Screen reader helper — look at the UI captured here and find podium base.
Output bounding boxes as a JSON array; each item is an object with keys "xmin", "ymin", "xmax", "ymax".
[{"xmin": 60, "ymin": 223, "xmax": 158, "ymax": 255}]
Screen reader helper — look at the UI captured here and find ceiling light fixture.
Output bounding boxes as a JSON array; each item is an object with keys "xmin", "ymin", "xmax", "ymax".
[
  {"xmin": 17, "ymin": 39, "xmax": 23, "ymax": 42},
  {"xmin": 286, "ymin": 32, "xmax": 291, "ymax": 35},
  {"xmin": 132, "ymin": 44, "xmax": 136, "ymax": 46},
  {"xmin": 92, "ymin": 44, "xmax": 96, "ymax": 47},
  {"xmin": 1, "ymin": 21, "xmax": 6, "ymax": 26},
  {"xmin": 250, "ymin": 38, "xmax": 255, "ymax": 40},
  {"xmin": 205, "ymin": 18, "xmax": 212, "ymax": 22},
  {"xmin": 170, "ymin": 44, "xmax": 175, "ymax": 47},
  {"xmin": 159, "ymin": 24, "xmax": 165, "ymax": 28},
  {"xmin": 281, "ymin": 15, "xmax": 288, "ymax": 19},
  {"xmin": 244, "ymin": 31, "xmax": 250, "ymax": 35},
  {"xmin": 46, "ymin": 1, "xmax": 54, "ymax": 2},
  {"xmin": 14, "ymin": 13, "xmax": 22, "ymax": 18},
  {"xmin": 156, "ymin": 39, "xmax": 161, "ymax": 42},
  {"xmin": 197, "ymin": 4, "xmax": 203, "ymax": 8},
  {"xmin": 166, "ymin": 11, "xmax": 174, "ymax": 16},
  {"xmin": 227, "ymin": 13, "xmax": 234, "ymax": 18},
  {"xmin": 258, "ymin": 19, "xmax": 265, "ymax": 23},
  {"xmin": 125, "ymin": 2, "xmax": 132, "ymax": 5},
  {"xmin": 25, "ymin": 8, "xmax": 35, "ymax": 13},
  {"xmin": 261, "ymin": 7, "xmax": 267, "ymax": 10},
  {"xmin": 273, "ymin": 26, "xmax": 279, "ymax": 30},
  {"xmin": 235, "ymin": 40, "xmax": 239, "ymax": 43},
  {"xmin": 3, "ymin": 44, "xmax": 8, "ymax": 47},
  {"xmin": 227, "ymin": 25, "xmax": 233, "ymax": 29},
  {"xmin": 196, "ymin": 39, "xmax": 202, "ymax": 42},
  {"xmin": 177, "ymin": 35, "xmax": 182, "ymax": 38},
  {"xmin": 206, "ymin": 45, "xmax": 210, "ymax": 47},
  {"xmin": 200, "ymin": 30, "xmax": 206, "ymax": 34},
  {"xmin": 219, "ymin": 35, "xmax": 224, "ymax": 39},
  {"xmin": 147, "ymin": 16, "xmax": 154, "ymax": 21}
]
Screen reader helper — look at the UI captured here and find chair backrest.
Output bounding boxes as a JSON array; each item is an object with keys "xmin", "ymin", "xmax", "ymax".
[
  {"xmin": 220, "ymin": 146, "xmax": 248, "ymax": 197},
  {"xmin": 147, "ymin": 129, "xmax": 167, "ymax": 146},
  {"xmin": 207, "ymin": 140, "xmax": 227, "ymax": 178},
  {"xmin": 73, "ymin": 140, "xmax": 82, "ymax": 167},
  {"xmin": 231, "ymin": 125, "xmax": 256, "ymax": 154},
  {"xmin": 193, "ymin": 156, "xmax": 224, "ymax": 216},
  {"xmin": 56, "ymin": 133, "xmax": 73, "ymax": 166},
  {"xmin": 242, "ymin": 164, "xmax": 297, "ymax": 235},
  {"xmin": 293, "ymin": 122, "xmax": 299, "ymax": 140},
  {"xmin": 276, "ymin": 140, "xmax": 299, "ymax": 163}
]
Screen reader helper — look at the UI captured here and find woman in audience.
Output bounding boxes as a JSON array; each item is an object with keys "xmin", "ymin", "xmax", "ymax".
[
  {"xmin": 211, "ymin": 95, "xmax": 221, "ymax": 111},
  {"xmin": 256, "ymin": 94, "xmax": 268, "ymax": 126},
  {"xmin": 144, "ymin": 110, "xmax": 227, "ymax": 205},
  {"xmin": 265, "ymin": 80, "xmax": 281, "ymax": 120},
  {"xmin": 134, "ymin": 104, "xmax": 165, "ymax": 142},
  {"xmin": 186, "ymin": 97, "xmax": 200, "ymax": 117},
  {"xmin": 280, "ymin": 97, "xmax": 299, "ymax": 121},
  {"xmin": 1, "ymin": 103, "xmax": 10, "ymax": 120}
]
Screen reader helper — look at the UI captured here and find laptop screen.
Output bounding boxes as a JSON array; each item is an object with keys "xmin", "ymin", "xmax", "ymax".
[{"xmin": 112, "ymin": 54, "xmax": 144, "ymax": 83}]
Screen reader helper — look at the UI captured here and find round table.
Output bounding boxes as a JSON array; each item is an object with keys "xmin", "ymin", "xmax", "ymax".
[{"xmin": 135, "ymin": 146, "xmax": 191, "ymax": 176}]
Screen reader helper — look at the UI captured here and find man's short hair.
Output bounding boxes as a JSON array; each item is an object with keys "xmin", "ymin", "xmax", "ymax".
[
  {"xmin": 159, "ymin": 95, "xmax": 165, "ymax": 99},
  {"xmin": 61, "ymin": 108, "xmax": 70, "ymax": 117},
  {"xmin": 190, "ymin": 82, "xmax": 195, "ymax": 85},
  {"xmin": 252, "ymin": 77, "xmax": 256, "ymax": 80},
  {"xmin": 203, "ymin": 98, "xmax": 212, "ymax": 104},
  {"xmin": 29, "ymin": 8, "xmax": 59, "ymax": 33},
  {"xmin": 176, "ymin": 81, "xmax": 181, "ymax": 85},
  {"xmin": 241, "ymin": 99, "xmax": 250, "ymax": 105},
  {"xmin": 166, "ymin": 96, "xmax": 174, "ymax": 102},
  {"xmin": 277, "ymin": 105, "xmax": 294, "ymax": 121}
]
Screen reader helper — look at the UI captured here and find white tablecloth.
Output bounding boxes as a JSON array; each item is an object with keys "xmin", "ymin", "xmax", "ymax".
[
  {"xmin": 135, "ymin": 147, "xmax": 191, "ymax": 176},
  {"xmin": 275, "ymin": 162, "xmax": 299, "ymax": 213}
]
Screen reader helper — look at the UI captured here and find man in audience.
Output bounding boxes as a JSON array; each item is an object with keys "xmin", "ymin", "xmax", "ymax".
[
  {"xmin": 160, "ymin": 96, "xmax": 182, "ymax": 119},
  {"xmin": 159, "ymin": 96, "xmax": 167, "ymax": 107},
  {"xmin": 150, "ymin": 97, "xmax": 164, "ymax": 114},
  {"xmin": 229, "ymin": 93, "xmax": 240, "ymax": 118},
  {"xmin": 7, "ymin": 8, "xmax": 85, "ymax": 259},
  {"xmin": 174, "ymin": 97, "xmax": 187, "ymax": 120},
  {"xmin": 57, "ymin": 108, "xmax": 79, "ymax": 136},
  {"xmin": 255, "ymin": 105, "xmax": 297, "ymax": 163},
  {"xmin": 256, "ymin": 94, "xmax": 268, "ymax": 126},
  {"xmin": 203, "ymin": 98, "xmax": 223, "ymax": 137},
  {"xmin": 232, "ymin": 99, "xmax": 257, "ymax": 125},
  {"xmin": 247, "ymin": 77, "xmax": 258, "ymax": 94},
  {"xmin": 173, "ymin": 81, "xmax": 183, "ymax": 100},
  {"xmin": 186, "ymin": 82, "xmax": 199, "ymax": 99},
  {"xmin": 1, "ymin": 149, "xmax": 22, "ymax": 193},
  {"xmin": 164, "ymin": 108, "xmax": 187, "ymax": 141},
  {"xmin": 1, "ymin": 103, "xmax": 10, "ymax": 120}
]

[About this task] All lines of the listing holding the string "captured" must be returned, copied as they stand.

[Your response]
Screen reader helper — look at the UI captured here and find podium base.
Screen reader helper — look at the UI captured here and find ceiling light fixture.
Screen reader helper — look at the UI captured here and find chair backrest.
Screen reader helper — look at the UI captured here and find woman in audience.
Screen reader helper — look at the UI captured here and find laptop screen.
Screen reader helper — look at the UI captured here and find round table.
Screen reader helper — look at the UI captured here and find man's short hair.
Screen reader helper — look at the UI captured here and find white tablecloth.
Screen reader helper — look at the UI captured here and find man in audience.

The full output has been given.